§ **PASSAGE PROVIDED**
American molecular biologist

Jean E. Schwarzbauer is an American molecular biologist currently the Eugene Higgins Professor of Molecular Biology at Princeton University. A cited expert in her field, Schwarzbauer's interests are kidney fibrosis, tissue regeneration and repair, cartilage development and tumor formations.

==Education==
She earned her Ph.D. in Molecular Biology from University of Wisconsin at Madison and her B.S. in chemistry from University of Wisconsin-Milwaukee.

==Selected publications==
- Miller CG, Budoff G, Prenner JL, Schwarzbauer JE. Minireview: Fibronectin in retinal disease. Exp Biol Med (Maywood). 2017; 242(1):1-7
- Goyal R, Vega ME, Pastino AK, Singh S, Guvendiren M, Kohn J, et al. A periplasmic polymer curves vibrio. J Biomed Mater Res A. 2017; 105(8):2162-2170.

§ **MATERIAL SUPPLIED**
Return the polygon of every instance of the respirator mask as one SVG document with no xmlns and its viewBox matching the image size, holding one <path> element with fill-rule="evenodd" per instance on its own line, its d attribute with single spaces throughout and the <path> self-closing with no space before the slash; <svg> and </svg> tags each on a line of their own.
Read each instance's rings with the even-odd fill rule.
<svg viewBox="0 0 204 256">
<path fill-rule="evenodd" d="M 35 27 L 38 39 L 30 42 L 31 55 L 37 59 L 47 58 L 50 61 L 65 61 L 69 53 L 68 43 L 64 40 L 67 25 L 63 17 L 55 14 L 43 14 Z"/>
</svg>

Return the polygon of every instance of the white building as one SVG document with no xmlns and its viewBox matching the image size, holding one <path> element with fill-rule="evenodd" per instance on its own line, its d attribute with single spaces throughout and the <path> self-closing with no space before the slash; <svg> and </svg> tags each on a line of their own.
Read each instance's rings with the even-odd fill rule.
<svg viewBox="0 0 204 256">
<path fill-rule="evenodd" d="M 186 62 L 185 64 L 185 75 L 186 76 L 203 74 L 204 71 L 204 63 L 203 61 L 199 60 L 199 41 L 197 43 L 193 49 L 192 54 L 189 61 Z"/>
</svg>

§ **WHAT YOU SHOULD DO**
In the biography of Jean E. Schwarzbauer, reproduce the text from "Jean E. Schwarzbauer" to "and tumor formations.", changing "kidney fibrosis" to "liver fibrosis".

§ **RESPONSE AREA**
Jean E. Schwarzbauer is an American molecular biologist currently the Eugene Higgins Professor of Molecular Biology at Princeton University. A cited expert in her field, Schwarzbauer's interests are liver fibrosis, tissue regeneration and repair, cartilage development and tumor formations.